▸ YOUR TASK
List each line in the items below that contains the word "fixture", treating uppercase and lowercase as different.

▸ GIVEN INFORMATION
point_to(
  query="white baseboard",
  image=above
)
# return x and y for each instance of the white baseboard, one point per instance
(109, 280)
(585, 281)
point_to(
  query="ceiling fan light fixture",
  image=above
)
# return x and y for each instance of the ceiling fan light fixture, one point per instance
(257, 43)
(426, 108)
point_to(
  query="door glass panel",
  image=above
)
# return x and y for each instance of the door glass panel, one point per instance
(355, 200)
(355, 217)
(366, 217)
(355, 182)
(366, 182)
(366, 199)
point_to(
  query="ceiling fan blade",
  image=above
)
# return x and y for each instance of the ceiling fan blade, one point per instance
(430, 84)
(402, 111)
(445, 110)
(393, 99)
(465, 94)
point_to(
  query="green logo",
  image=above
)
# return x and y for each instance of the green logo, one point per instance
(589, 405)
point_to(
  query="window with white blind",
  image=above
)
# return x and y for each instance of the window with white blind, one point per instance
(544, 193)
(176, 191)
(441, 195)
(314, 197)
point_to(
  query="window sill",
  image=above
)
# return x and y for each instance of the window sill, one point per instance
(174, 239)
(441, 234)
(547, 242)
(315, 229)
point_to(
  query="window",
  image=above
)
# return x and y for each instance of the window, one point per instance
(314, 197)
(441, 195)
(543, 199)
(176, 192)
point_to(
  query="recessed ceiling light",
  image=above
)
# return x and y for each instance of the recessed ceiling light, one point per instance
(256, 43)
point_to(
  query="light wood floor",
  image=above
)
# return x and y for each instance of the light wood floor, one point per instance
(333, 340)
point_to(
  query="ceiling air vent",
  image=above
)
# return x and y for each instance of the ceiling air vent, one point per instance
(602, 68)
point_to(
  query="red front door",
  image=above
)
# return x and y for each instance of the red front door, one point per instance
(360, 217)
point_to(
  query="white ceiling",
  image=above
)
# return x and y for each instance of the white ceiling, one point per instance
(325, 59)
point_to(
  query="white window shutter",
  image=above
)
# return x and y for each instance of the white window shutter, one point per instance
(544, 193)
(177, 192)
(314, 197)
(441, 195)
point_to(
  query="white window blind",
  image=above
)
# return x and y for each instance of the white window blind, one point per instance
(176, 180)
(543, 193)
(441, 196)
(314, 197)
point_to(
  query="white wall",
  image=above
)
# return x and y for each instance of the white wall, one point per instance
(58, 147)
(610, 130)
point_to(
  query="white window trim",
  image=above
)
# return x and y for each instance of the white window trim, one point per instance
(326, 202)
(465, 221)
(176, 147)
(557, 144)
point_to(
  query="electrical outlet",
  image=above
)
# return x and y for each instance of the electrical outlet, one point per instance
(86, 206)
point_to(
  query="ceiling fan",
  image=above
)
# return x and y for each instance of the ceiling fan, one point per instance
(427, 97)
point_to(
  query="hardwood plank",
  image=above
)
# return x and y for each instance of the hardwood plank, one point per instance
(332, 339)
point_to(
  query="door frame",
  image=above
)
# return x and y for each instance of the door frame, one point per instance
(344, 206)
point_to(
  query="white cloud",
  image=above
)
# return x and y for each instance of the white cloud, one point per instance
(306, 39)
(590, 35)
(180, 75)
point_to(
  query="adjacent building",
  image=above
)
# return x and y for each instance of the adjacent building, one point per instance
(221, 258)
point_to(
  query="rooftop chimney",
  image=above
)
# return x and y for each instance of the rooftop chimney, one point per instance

▸ PROBLEM SOLUTION
  query="ceiling fan light fixture",
# return x and y for each instance of the ceiling fan light fixture, one point per instance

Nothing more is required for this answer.